***** Provided data *****
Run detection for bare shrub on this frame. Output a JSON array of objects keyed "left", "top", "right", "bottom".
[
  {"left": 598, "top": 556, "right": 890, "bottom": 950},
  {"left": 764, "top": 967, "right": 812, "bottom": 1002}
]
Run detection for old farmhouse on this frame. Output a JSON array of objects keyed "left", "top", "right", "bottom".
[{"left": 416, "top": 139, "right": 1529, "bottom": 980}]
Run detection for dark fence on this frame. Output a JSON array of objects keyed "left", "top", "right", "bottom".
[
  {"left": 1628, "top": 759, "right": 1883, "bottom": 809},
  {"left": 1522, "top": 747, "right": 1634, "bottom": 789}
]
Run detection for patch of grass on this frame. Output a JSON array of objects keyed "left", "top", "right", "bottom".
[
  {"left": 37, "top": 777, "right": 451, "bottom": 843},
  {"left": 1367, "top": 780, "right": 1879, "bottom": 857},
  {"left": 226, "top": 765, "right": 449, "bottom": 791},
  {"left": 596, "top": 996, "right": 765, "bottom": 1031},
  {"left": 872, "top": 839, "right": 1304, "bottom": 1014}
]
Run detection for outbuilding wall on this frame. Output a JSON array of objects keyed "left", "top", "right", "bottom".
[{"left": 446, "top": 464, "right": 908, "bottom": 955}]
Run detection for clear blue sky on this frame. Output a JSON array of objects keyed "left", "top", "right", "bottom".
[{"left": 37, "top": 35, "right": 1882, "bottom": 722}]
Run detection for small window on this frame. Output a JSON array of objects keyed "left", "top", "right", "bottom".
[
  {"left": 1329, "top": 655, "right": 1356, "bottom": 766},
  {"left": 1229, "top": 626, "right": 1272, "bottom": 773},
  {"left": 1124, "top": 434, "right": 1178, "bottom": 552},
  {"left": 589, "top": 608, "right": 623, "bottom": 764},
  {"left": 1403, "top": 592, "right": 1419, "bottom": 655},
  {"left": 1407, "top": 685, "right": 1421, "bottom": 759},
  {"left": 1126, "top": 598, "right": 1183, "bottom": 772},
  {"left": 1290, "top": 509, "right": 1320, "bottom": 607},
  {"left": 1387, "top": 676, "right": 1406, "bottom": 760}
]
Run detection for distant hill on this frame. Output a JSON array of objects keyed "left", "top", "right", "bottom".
*****
◆ Exercise goal: Copy out the entries. Leave every line exactly as it is.

◆ Written solution:
Run detection for bare shrub on this frame. Output a JSON array of objects keyed "left", "top", "right", "bottom".
[
  {"left": 598, "top": 556, "right": 890, "bottom": 950},
  {"left": 764, "top": 967, "right": 812, "bottom": 1002}
]
Run detection for old farmhouse on this frame. Output a JSON array of objects keyed "left", "top", "right", "bottom".
[{"left": 416, "top": 139, "right": 1529, "bottom": 980}]
Run detection for dark fence on this frame. Output a JSON array of objects keyed "left", "top", "right", "bottom".
[
  {"left": 1628, "top": 759, "right": 1883, "bottom": 809},
  {"left": 1522, "top": 747, "right": 1634, "bottom": 789}
]
Run detection for patch of grass on this frame. Output a JSON array of objects keyed "left", "top", "right", "bottom".
[
  {"left": 37, "top": 777, "right": 451, "bottom": 843},
  {"left": 1367, "top": 780, "right": 1879, "bottom": 857},
  {"left": 226, "top": 765, "right": 449, "bottom": 791},
  {"left": 596, "top": 996, "right": 765, "bottom": 1031},
  {"left": 872, "top": 839, "right": 1304, "bottom": 1014}
]
Run detection for outbuilding wall on this frame. Output a JSON array of objects keyed "left", "top", "right", "bottom".
[{"left": 446, "top": 464, "right": 908, "bottom": 955}]
Run detection for clear blue sky on this frame. Output a JSON array of objects keyed "left", "top", "right", "bottom".
[{"left": 37, "top": 35, "right": 1882, "bottom": 722}]
Run detection for small window on this frame. Output a JSON array of objects keyed "left", "top", "right", "bottom".
[
  {"left": 1329, "top": 655, "right": 1356, "bottom": 766},
  {"left": 1229, "top": 626, "right": 1272, "bottom": 773},
  {"left": 1124, "top": 434, "right": 1178, "bottom": 552},
  {"left": 589, "top": 608, "right": 623, "bottom": 764},
  {"left": 1403, "top": 592, "right": 1419, "bottom": 655},
  {"left": 1407, "top": 685, "right": 1421, "bottom": 759},
  {"left": 1126, "top": 598, "right": 1183, "bottom": 772},
  {"left": 1290, "top": 509, "right": 1320, "bottom": 607},
  {"left": 1387, "top": 676, "right": 1406, "bottom": 760}
]
Run detection for distant hill on this frame. Output a JSON array of objects keyed "left", "top", "right", "bottom".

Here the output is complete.